— WHAT IS NEEDED —
How many lines in the items below contain the word "worker"? Give only the number.

## START STORED ROWS

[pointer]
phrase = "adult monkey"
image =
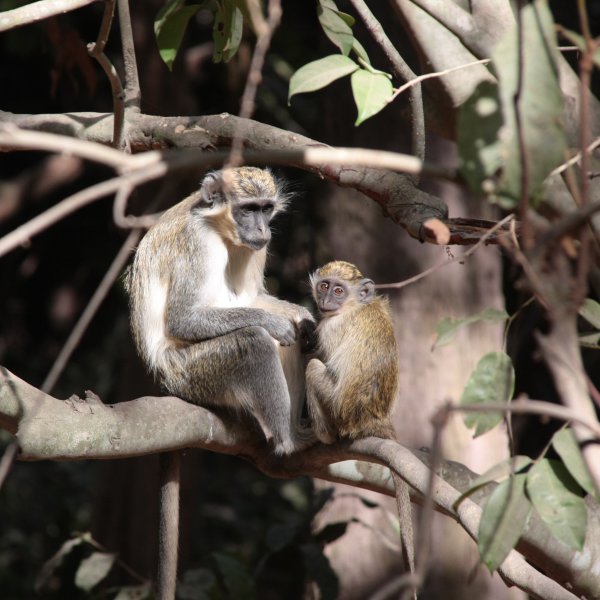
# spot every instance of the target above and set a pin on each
(351, 387)
(206, 327)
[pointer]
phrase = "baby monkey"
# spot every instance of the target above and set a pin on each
(351, 389)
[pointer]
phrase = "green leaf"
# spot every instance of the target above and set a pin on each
(446, 329)
(372, 92)
(590, 311)
(540, 106)
(493, 380)
(320, 571)
(567, 448)
(480, 150)
(227, 30)
(555, 496)
(337, 28)
(93, 570)
(361, 53)
(489, 147)
(579, 41)
(504, 469)
(320, 73)
(502, 521)
(497, 473)
(236, 576)
(169, 27)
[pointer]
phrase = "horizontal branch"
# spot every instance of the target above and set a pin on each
(75, 429)
(37, 11)
(364, 170)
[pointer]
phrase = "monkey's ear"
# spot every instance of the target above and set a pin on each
(211, 190)
(367, 290)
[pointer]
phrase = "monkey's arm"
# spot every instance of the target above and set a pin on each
(196, 325)
(319, 397)
(302, 318)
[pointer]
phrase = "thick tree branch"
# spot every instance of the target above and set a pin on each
(47, 428)
(395, 193)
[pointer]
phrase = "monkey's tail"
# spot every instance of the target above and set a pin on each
(168, 538)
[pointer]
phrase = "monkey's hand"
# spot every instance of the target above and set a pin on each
(281, 329)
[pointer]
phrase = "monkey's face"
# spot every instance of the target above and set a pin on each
(330, 295)
(334, 294)
(252, 218)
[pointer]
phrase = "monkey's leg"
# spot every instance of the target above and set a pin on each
(292, 362)
(319, 394)
(168, 535)
(240, 370)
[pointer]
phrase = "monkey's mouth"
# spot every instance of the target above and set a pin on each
(255, 245)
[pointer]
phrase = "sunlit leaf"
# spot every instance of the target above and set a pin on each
(566, 447)
(492, 381)
(371, 91)
(590, 311)
(479, 122)
(93, 570)
(540, 102)
(320, 73)
(169, 28)
(497, 473)
(555, 496)
(446, 329)
(503, 469)
(227, 30)
(502, 522)
(578, 40)
(488, 132)
(337, 28)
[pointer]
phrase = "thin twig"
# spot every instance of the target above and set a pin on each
(133, 94)
(38, 11)
(461, 258)
(519, 125)
(586, 65)
(532, 407)
(401, 70)
(255, 75)
(575, 159)
(96, 50)
(91, 309)
(421, 78)
(8, 460)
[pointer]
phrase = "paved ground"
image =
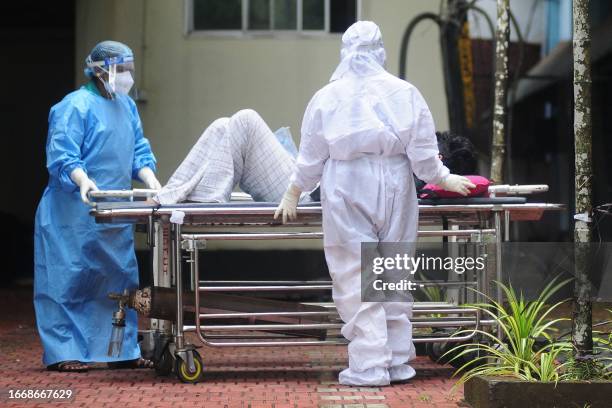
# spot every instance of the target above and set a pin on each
(246, 377)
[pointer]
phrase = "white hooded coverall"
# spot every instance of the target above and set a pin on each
(363, 135)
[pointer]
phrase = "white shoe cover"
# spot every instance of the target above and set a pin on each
(402, 372)
(375, 376)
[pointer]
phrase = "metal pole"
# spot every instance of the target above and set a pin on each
(582, 334)
(176, 250)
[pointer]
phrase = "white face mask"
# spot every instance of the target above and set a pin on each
(123, 82)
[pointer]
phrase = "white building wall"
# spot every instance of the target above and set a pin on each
(190, 80)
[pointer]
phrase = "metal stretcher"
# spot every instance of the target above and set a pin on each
(233, 313)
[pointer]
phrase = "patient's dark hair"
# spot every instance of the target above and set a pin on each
(458, 153)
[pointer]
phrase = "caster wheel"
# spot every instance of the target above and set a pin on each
(165, 363)
(435, 351)
(182, 369)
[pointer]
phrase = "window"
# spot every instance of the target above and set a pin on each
(268, 16)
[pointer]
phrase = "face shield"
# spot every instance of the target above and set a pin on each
(115, 73)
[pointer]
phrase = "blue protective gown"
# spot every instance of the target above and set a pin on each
(78, 262)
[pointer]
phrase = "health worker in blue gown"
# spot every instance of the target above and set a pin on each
(95, 141)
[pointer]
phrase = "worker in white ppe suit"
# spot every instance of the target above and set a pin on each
(363, 135)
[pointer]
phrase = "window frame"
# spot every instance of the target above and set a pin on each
(244, 32)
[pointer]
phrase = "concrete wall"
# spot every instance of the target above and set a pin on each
(190, 80)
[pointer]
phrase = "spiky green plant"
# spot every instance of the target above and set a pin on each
(513, 352)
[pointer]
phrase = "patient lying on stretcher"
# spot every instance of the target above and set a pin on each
(242, 150)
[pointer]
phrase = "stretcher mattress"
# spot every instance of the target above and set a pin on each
(309, 213)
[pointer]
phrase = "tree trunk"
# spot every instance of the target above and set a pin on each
(502, 39)
(582, 335)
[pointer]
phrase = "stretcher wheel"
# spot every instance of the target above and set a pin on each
(182, 369)
(165, 363)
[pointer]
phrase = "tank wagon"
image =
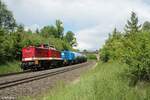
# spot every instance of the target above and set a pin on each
(45, 57)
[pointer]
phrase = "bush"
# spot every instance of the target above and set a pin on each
(91, 57)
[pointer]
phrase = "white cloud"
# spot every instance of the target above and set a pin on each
(92, 20)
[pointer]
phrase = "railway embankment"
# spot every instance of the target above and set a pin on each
(107, 81)
(42, 85)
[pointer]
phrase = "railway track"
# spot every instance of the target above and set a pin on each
(40, 76)
(15, 73)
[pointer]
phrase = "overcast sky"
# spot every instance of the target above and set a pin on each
(90, 20)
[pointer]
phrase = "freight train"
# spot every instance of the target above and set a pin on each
(45, 57)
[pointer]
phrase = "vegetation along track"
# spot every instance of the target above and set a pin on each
(15, 73)
(37, 77)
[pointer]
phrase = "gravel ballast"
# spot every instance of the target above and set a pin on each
(37, 87)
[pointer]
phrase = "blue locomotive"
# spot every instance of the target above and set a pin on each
(70, 57)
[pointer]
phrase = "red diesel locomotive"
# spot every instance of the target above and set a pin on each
(39, 57)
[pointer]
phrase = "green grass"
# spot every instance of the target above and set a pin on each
(105, 82)
(10, 67)
(91, 57)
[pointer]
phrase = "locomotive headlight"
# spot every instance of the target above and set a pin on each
(36, 62)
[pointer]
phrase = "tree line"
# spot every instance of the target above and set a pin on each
(13, 36)
(132, 47)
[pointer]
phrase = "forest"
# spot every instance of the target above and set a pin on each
(131, 47)
(14, 36)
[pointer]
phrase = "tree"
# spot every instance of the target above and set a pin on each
(70, 38)
(7, 20)
(37, 31)
(59, 28)
(20, 28)
(132, 25)
(146, 26)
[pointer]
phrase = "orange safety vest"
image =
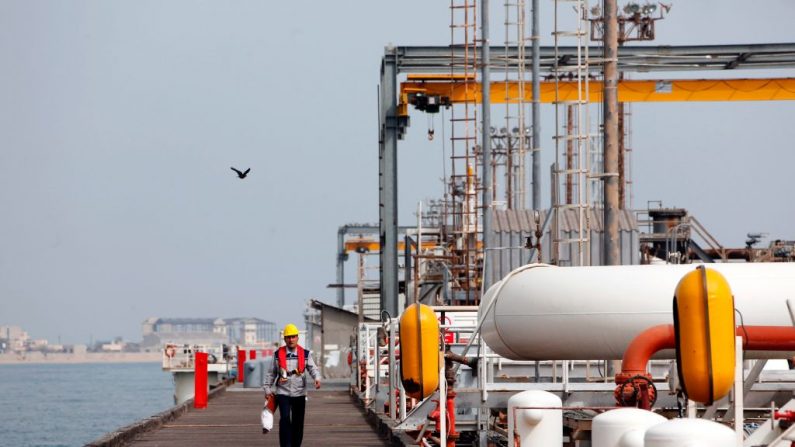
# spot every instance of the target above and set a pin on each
(281, 356)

## END STORED ROWS

— REPLY —
2